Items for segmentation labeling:
··········
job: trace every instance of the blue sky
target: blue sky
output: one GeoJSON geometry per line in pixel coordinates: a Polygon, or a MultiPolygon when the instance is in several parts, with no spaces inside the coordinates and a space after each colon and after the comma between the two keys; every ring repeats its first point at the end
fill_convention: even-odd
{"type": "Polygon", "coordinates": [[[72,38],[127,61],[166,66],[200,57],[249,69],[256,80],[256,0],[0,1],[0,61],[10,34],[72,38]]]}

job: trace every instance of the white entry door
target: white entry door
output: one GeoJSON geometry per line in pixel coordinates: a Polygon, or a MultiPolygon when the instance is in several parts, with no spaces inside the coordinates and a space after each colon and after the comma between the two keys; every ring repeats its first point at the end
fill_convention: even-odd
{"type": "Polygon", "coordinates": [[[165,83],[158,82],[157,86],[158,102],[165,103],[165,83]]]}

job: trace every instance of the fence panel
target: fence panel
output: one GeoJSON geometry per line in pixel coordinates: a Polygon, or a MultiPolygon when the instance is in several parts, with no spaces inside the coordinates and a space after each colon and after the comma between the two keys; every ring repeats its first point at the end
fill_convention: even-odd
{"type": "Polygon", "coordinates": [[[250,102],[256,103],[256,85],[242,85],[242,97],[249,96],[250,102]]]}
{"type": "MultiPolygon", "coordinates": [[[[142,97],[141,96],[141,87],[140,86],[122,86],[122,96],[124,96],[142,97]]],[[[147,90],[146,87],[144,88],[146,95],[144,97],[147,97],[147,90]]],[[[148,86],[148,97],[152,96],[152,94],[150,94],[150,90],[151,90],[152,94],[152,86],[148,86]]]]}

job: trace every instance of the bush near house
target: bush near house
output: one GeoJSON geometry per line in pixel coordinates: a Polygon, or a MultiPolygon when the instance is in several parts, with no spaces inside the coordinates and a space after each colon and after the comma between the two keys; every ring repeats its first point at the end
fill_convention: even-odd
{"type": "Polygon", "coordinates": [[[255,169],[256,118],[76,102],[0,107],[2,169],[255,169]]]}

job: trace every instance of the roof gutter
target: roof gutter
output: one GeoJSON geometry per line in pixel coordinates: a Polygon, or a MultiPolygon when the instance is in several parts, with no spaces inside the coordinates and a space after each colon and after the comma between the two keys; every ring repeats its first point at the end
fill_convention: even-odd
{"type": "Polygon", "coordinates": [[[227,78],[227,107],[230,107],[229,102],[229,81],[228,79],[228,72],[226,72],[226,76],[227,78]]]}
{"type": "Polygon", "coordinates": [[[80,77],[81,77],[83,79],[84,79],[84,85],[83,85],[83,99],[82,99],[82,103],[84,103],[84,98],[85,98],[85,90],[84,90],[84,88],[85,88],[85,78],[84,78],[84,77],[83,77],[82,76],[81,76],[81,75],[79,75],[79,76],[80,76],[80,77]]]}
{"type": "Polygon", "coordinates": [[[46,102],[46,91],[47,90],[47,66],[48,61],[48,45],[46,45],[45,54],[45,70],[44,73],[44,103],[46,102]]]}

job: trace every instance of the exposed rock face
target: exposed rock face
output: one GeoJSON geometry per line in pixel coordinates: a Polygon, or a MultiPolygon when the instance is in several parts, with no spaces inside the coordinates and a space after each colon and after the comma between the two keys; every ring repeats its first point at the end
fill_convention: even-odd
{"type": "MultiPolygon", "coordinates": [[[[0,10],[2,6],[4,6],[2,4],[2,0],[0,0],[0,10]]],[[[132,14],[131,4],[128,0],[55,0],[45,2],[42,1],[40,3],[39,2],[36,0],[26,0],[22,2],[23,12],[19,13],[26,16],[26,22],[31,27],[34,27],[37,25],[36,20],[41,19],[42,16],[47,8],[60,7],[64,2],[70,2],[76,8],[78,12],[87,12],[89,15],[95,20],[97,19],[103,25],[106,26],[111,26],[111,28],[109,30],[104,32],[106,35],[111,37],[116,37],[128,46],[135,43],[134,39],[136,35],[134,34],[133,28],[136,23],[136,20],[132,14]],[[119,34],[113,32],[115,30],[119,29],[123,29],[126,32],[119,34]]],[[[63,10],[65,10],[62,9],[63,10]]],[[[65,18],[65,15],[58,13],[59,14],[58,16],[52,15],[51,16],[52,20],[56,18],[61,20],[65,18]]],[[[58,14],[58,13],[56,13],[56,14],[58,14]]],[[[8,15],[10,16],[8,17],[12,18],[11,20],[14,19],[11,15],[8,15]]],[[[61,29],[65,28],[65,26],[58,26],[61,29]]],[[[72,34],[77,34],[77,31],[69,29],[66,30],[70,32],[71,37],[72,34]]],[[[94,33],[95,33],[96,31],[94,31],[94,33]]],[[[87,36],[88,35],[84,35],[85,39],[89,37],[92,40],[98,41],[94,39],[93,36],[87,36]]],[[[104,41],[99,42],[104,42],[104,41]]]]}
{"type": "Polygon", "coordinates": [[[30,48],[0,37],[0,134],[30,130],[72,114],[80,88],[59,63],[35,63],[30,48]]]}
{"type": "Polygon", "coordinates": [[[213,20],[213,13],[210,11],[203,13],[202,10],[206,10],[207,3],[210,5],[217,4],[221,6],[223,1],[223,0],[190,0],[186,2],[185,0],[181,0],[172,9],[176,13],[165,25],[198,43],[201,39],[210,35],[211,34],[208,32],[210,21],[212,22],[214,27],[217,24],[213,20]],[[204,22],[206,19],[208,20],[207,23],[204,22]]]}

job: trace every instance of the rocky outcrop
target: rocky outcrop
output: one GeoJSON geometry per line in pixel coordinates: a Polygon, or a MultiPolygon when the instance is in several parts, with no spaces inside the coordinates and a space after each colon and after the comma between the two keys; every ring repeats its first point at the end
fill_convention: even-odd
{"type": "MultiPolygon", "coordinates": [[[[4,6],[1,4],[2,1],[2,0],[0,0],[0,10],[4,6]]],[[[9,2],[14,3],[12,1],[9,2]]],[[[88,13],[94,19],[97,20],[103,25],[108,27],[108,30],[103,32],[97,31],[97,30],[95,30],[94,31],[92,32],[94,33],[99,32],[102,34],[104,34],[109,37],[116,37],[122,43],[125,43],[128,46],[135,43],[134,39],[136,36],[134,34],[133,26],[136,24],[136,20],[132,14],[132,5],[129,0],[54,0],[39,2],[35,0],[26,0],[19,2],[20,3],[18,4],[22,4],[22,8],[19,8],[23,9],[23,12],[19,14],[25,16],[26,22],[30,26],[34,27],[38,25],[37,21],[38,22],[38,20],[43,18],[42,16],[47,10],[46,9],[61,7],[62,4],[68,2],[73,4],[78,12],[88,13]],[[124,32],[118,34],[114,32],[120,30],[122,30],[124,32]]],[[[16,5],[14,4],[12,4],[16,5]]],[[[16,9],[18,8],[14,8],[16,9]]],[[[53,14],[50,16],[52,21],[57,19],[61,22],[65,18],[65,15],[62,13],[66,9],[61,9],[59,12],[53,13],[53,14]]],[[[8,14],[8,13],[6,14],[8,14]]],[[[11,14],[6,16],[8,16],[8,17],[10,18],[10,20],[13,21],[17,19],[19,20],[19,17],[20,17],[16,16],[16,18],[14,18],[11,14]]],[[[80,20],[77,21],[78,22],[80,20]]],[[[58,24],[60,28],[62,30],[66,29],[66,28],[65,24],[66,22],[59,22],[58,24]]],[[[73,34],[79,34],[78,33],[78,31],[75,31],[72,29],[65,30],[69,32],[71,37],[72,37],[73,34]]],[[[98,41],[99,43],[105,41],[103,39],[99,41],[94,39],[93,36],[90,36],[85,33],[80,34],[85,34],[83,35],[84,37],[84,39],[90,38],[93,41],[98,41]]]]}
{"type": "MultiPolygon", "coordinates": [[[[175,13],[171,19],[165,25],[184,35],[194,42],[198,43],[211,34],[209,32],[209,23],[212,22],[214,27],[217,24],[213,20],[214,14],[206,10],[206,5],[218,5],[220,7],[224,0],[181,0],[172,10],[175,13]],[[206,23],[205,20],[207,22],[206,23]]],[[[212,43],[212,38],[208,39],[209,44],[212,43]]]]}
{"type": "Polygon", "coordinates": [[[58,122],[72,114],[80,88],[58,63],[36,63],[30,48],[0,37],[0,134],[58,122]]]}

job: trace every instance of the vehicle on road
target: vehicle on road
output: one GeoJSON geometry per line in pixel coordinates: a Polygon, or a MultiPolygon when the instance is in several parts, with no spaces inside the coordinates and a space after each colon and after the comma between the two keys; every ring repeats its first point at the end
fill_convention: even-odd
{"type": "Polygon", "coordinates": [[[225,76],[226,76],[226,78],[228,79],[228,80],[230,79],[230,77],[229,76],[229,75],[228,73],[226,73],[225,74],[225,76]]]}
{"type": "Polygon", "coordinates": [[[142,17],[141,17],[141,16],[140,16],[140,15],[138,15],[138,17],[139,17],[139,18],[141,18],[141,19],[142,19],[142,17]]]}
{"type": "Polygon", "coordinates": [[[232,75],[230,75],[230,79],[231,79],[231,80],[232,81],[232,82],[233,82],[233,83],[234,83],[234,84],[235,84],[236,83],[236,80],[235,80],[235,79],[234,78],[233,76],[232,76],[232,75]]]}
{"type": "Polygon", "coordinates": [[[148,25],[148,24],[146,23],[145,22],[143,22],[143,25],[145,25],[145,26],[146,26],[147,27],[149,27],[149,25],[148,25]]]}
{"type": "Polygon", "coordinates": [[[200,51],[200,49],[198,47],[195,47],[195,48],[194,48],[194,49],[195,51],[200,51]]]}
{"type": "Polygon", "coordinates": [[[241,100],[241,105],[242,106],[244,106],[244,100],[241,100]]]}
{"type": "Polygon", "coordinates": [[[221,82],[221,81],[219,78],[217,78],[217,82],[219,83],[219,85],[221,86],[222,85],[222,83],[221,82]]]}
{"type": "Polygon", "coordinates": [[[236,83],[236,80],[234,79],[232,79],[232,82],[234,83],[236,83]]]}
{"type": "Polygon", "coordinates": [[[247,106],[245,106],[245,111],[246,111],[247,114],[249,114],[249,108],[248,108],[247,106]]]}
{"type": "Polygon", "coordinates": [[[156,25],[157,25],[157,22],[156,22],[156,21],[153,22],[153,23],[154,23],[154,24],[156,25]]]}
··········
(TO BE DONE):
Give the stretch of the material from the line containing "job: trace every instance of the rocky" through the line containing "target: rocky outcrop" as a JSON list of strings, one per line, leaving out blank lines.

(TASK RESULT):
[
  "job: trace every instance of the rocky outcrop",
  "target: rocky outcrop"
]